| Document passage |
◇ ◇ ◇ ◇ ◇

See the file extractor and the embedded ${{file:...}} keyword for the full description of each form.

Examples

Example 1 — No header row, pick by index

CSV:

c0r0,c1r0,c2r0
c0r1,c1r1,c2r1
c0r2,c1r2,c2r2

Config:

"type": "csv",
"config": {
"index": "1"
}

Successive calls produce c1r0, c1r1, c1r2, then wrap to c1r0.

Example 2 — Header row, pick by name

CSV:

firstName,lastName,email
John,Doe,john@example.com
Jane,Doe,jane@example.com
Wanda,Brown,wanda@example.com

Config:

"type": "csv",
"config": {
"hasHeader": "true",
"header": "email"
}

Successive calls produce john@example.com, jane@example.com, wanda@example.com, then wrap.

Example 3 — Wired up as a runtime variable

{
"GeneratorVariables": [
{
"Name": "current_sku",
"Config": {
"Extractor": { "Type": "file", "Config": { "filename": "dataframe:skus.csv" } },
"Transforms": [
{
"Type": "csv",
"Config": { "hasHeader": "true", "header": "sku" }
}
]
}
}
]
}

Other transform chains can then write that value into request bodies:

req_body() → json_path(path="product.sku") → constant(value="${{var:current_sku}}")

Common Misconceptions

  1. "The transform stops after the last row." No. It wraps back to the first data row and continues indefinitely. There is no terminal state.

  2. "header searches case-insensitively." No. The header lookup is an exact, case-sensitive string match. Email and email are different.

  3. "hasHeader=false works with header." No. Setting header without hasHeader=true is rejected at chain construction.

  4. "A short row stops the walk." No. A row that lacks the configured index produces an error for that call, but the reader has already advanced. The next call reads the next row.

  5. "csv and csv_iter are the same thing." No. csv parses CSV bytes from its extractor and maintains its own row pointer. csv_iter reads from a pre-loaded global CSV (defined as a runtime variable using csv) and pulls the next value from a shared atomic counter — so multiple csv_iter callers that name the same CSV advance the same pointer.

◇ ◇ ◇ ◇ ◇

| Records supplied |
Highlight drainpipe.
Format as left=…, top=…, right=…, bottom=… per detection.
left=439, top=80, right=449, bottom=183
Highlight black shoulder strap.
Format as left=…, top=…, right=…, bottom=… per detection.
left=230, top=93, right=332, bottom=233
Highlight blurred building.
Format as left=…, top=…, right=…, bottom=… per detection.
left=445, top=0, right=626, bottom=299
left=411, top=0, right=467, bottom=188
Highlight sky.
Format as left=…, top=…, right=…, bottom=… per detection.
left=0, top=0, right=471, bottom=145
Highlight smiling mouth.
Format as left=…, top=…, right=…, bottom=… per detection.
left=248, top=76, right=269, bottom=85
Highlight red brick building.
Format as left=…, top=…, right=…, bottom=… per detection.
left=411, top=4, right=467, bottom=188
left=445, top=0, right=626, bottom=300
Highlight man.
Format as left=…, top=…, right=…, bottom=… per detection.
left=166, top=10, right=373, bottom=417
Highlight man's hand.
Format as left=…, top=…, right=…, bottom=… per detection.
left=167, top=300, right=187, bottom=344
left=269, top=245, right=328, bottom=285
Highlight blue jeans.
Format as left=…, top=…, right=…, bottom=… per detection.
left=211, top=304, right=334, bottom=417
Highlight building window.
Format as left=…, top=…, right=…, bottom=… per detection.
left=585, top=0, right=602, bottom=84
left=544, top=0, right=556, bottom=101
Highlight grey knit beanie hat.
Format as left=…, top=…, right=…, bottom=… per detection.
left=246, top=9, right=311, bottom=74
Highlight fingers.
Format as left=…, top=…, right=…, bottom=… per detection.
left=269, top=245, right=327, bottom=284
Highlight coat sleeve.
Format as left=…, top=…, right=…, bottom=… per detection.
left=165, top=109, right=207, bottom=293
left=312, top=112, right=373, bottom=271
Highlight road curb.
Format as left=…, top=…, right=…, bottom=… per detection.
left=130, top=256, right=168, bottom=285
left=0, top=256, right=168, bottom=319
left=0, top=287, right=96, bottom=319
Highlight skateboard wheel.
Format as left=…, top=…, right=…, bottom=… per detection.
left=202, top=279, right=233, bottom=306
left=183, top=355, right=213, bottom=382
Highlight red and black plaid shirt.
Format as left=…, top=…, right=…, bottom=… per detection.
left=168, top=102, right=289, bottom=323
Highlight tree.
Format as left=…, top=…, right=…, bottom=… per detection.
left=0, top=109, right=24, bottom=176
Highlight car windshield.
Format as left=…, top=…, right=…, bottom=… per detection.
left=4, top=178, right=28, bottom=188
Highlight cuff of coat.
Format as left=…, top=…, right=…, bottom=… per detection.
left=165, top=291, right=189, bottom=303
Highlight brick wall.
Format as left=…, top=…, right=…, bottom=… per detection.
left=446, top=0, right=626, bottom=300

◇ ◇ ◇ ◇ ◇

| Task objective |
Return, word for word, the part of the CSV transform page that opens with the words containing "Other transform chains" and closes with "at chain construction.".

| Response area |
Other transform chains can then write that value into request bodies:

req_body() → json_path(path="product.sku") → constant(value="${{var:current_sku}}")

Common Misconceptions

  1. "The transform stops after the last row." No. It wraps back to the first data row and continues indefinitely. There is no terminal state.

  2. "header searches case-insensitively." No. The header lookup is an exact, case-sensitive string match. Email and email are different.

  3. "hasHeader=false works with header." No. Setting header without hasHeader=true is rejected at chain construction.